_YOUR OBJECTIVE_
Rewrite every line of the material, beginning at the line that has "Detect player's arm in this photo." and stopping after the line that has "9, 79, 84, 112", with each bounding-box coordinate in the answers raised by 86 and all other text, sample coordinates included, left unchanged. Leave the pictures out.

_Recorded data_

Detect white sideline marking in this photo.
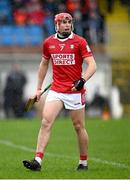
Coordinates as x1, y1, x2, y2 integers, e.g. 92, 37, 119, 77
0, 140, 130, 170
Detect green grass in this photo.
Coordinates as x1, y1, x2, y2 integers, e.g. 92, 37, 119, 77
0, 118, 130, 179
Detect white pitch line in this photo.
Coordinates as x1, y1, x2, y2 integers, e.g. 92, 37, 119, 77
0, 140, 130, 170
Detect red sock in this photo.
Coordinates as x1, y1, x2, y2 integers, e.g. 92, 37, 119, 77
35, 152, 44, 159
80, 155, 87, 160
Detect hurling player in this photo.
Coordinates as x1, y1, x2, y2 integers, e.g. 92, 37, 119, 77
23, 13, 96, 171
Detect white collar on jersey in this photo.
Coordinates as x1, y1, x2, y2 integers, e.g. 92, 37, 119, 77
54, 32, 74, 41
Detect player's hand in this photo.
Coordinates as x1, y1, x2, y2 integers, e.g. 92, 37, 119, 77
72, 78, 86, 91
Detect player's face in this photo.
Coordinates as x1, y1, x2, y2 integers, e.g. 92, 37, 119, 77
58, 19, 72, 34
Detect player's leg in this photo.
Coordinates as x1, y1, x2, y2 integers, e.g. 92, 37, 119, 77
23, 100, 63, 171
70, 108, 88, 170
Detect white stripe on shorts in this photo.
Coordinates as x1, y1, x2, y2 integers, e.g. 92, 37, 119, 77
46, 90, 85, 110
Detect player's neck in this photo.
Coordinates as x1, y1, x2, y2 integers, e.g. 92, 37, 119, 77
57, 32, 71, 39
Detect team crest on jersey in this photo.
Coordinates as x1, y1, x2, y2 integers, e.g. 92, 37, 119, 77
59, 44, 65, 51
49, 45, 55, 49
86, 45, 91, 52
70, 44, 74, 49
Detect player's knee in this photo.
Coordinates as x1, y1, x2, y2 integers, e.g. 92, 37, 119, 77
73, 122, 83, 131
41, 118, 51, 130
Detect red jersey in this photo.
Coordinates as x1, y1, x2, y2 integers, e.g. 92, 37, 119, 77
43, 33, 92, 93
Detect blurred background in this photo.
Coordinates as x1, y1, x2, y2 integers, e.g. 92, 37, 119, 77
0, 0, 130, 120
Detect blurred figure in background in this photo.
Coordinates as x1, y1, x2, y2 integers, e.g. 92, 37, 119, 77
3, 64, 27, 118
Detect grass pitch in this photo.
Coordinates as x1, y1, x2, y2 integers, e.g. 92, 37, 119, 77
0, 118, 130, 179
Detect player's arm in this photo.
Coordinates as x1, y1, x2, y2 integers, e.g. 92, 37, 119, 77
83, 56, 96, 81
72, 56, 96, 91
36, 57, 49, 101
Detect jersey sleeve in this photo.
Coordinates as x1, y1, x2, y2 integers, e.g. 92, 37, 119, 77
42, 40, 51, 59
80, 39, 93, 58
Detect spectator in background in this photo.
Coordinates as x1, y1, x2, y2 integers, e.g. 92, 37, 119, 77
13, 7, 28, 25
26, 0, 46, 26
4, 64, 27, 118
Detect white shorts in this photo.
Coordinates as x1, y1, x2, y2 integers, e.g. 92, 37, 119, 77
46, 90, 86, 110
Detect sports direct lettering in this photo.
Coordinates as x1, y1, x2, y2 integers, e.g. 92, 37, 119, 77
51, 54, 75, 65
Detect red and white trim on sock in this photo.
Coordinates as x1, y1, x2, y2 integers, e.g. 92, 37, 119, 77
35, 152, 44, 164
79, 155, 88, 166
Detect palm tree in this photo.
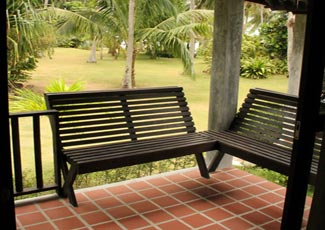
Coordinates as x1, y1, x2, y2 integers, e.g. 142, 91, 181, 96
46, 0, 213, 88
6, 0, 54, 86
139, 10, 213, 72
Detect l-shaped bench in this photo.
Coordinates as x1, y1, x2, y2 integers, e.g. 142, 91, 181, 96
45, 87, 322, 206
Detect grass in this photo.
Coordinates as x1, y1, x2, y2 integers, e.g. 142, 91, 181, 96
14, 48, 287, 181
27, 48, 287, 130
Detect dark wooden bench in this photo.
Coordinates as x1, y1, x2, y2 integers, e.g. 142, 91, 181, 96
205, 89, 323, 184
45, 87, 216, 206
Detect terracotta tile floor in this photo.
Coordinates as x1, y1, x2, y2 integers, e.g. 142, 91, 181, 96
16, 168, 311, 230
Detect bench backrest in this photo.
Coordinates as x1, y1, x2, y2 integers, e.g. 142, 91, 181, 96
230, 88, 322, 155
45, 87, 195, 148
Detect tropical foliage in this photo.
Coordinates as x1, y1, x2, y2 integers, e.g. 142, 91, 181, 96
6, 0, 55, 87
9, 79, 84, 112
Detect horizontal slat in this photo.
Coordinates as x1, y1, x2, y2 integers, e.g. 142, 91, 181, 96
45, 87, 195, 148
64, 133, 215, 173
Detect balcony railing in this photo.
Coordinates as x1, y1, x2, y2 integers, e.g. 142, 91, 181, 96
9, 110, 61, 197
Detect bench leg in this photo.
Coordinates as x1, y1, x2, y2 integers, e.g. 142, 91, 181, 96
63, 165, 78, 207
208, 152, 225, 172
195, 153, 210, 179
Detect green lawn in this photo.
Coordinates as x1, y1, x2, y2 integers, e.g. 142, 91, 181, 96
27, 48, 287, 130
16, 48, 287, 172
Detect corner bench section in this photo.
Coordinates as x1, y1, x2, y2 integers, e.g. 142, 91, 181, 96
45, 87, 216, 206
209, 88, 323, 184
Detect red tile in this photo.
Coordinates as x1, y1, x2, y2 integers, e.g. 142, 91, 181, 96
259, 180, 283, 191
227, 178, 250, 188
210, 182, 234, 193
223, 203, 252, 215
117, 193, 144, 204
44, 207, 74, 219
53, 217, 84, 230
241, 212, 272, 226
220, 217, 253, 230
130, 201, 158, 213
193, 187, 217, 197
143, 210, 173, 225
178, 180, 202, 190
81, 211, 111, 225
260, 205, 282, 219
242, 197, 269, 209
15, 204, 38, 215
84, 189, 110, 200
119, 216, 149, 229
138, 188, 165, 198
16, 212, 47, 225
227, 168, 249, 177
75, 191, 91, 204
242, 185, 267, 195
165, 174, 188, 182
183, 168, 202, 179
173, 191, 199, 202
226, 189, 251, 201
24, 223, 56, 230
212, 171, 235, 182
258, 193, 284, 204
181, 214, 213, 228
159, 184, 184, 194
187, 199, 215, 211
261, 221, 281, 230
127, 180, 151, 191
106, 206, 135, 219
207, 194, 235, 206
37, 199, 67, 209
151, 196, 179, 208
166, 205, 194, 217
106, 185, 133, 195
92, 221, 123, 230
243, 174, 264, 184
147, 177, 170, 187
200, 223, 228, 230
95, 196, 122, 209
203, 208, 232, 221
73, 201, 98, 214
158, 220, 192, 230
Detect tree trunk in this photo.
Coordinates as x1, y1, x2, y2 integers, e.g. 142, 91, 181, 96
131, 48, 137, 88
87, 38, 97, 63
287, 13, 306, 95
189, 0, 195, 76
207, 0, 244, 170
122, 0, 135, 88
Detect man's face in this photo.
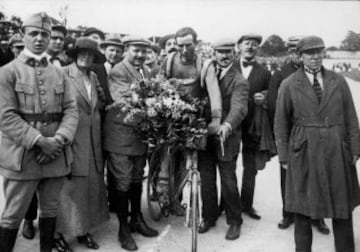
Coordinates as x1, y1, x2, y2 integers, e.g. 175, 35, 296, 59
48, 31, 65, 54
76, 50, 94, 68
176, 34, 196, 61
301, 49, 325, 70
289, 51, 301, 65
24, 26, 50, 54
238, 39, 259, 60
104, 45, 124, 65
145, 48, 158, 64
126, 45, 147, 67
165, 38, 178, 54
11, 46, 24, 59
215, 49, 235, 68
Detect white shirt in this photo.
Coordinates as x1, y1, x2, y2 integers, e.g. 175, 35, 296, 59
240, 58, 255, 79
305, 68, 324, 90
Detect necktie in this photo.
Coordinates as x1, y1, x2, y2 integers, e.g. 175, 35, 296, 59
313, 73, 322, 103
242, 61, 255, 67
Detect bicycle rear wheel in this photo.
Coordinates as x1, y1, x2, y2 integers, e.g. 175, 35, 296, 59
146, 151, 162, 221
190, 172, 199, 252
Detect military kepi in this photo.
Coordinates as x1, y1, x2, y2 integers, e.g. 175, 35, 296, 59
296, 36, 325, 52
23, 12, 51, 32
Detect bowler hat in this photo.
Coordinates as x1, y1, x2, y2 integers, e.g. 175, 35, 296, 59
23, 12, 51, 32
213, 39, 235, 50
9, 33, 25, 46
237, 33, 262, 44
159, 34, 175, 49
51, 24, 67, 37
66, 37, 103, 64
296, 35, 325, 52
100, 33, 124, 48
84, 27, 105, 40
123, 35, 151, 46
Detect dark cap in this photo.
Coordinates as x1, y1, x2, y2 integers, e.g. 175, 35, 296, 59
66, 37, 103, 64
237, 33, 262, 45
84, 27, 105, 40
296, 35, 325, 52
23, 12, 51, 32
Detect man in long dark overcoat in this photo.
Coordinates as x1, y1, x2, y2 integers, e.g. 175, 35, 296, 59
274, 36, 360, 252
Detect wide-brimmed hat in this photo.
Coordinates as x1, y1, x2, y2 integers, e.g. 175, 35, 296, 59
100, 33, 124, 49
66, 37, 104, 64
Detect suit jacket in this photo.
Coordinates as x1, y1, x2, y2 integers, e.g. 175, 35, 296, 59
104, 58, 150, 156
212, 65, 249, 161
234, 60, 271, 149
64, 63, 104, 176
0, 53, 79, 180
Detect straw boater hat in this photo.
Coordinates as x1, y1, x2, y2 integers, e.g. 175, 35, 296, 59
100, 33, 124, 49
66, 37, 103, 64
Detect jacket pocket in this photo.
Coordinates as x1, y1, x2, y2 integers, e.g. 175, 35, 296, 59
15, 83, 34, 110
0, 135, 25, 171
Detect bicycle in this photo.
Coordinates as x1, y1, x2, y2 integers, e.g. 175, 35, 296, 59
147, 146, 202, 252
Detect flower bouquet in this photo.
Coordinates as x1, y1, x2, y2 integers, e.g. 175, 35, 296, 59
107, 76, 208, 152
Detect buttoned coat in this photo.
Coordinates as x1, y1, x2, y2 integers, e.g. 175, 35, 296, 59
63, 63, 104, 176
0, 53, 79, 180
234, 60, 271, 150
274, 68, 360, 218
216, 65, 249, 161
104, 58, 150, 156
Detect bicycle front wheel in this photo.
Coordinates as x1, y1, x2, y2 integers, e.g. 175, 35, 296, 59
190, 172, 199, 252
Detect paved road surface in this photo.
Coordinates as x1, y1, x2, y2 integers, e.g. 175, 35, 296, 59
0, 80, 360, 252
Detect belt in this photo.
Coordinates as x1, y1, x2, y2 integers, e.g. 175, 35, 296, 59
20, 113, 63, 124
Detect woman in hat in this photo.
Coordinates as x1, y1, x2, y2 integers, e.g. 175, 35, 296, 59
54, 37, 109, 252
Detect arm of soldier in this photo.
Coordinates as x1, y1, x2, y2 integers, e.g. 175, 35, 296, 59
55, 74, 79, 143
0, 66, 41, 149
224, 76, 249, 129
274, 79, 293, 164
342, 76, 360, 165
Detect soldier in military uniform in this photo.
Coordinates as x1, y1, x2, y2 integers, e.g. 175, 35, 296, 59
0, 13, 78, 252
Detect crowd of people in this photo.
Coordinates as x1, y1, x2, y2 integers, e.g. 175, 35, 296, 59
0, 12, 360, 252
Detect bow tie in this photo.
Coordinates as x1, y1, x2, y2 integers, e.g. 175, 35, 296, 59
242, 61, 255, 67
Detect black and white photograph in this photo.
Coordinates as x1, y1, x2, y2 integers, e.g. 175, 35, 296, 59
0, 0, 360, 252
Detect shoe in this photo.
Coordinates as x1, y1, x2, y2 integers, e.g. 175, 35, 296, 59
198, 221, 216, 234
77, 233, 99, 249
130, 213, 159, 237
278, 217, 294, 229
53, 233, 73, 252
118, 223, 138, 251
21, 220, 35, 240
225, 224, 241, 241
312, 219, 330, 235
243, 207, 261, 220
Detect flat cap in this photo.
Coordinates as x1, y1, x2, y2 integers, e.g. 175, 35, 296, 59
84, 27, 105, 40
296, 35, 325, 52
123, 35, 151, 46
23, 12, 51, 32
100, 33, 124, 48
9, 33, 25, 46
51, 24, 67, 37
213, 39, 235, 50
237, 33, 262, 44
159, 34, 175, 49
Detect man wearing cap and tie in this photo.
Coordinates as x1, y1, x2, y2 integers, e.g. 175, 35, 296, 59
234, 34, 271, 220
47, 24, 67, 67
104, 36, 158, 250
266, 36, 330, 234
199, 40, 249, 240
0, 13, 79, 252
274, 36, 360, 252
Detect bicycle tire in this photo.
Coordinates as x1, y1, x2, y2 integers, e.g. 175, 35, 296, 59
190, 172, 199, 252
146, 151, 162, 221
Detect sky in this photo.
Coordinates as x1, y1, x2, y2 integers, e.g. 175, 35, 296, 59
0, 0, 360, 47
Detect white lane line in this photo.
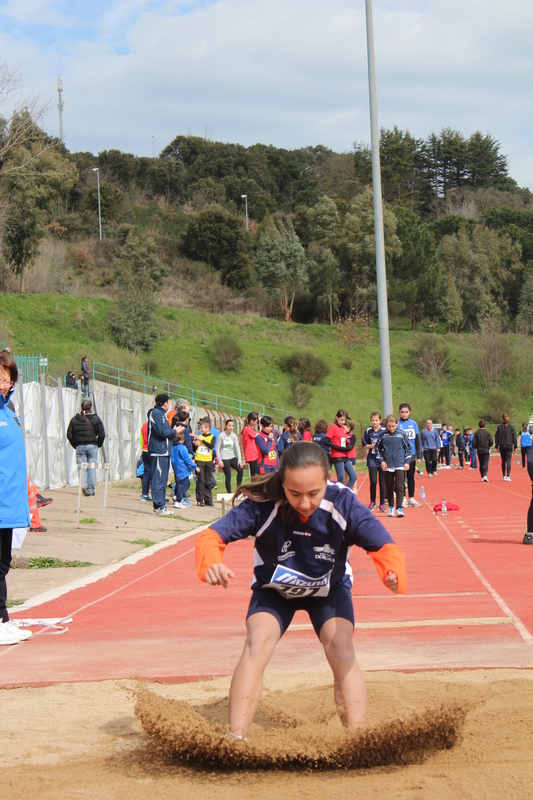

_FINISHED EXERCISE_
Detect player's arm in this photo.
Coordinates as x1, y1, x2, y2 integers, e.g. 92, 37, 119, 77
169, 142, 182, 167
158, 142, 182, 177
122, 143, 135, 187
Detect jersey sleeve in this photo.
Coordinates as x1, y1, x2, y2 integers, e.g. 92, 37, 119, 77
128, 126, 137, 145
166, 125, 179, 144
Detect spectator in background in this photo.
Coordinates as x1, y1, x2, y2 integers, e.g. 92, 37, 119, 77
99, 93, 114, 111
112, 86, 132, 112
90, 150, 113, 204
Detect white shorts in this photo.
Coordinates as x1, y1, x2, y2 integers, e.g. 92, 37, 119, 77
132, 176, 172, 196
Detect sports direct lettering in this photo.
Coordinates as x1, y1, x2, y2 integers, e.g. 92, 37, 119, 77
137, 140, 161, 151
Detect red and white trim on sock in this photo.
Coordinates as x1, y1, x2, y2 integers, e.g. 92, 37, 119, 77
121, 238, 130, 250
165, 241, 174, 252
Detect palm tree in this photo.
Coordinates as x1, y1, x2, y2 integers, e.g. 142, 91, 181, 96
132, 86, 299, 174
92, 86, 140, 172
225, 96, 299, 158
Detect l-shaped bench in this photo.
Coordinates as x1, y1, x2, y2 integers, e.g. 142, 91, 181, 96
131, 173, 408, 292
Detect grass in this photo.
Coordinates as x1, y1, x2, y2 integers, e.g. 142, 91, 181, 96
100, 134, 373, 267
113, 134, 373, 216
Detect dark wooden bench in this photo.
Coordinates as x1, y1, x2, y2 integers, e.g. 142, 91, 181, 96
291, 175, 409, 270
131, 173, 302, 292
Detect terracotta tile floor in this photo.
Coordinates as x1, y1, x2, y2 integers, e.g. 142, 91, 181, 96
102, 254, 397, 316
Detect bench backrest in this photo.
Coordinates as x1, y1, x2, y2 integers, e.g. 142, 91, 181, 96
316, 174, 408, 241
131, 173, 281, 234
Detect tropical foliage in this photo.
Coordinates as x1, y1, x2, y2 integers, e.g. 142, 91, 181, 96
92, 86, 141, 173
95, 165, 170, 198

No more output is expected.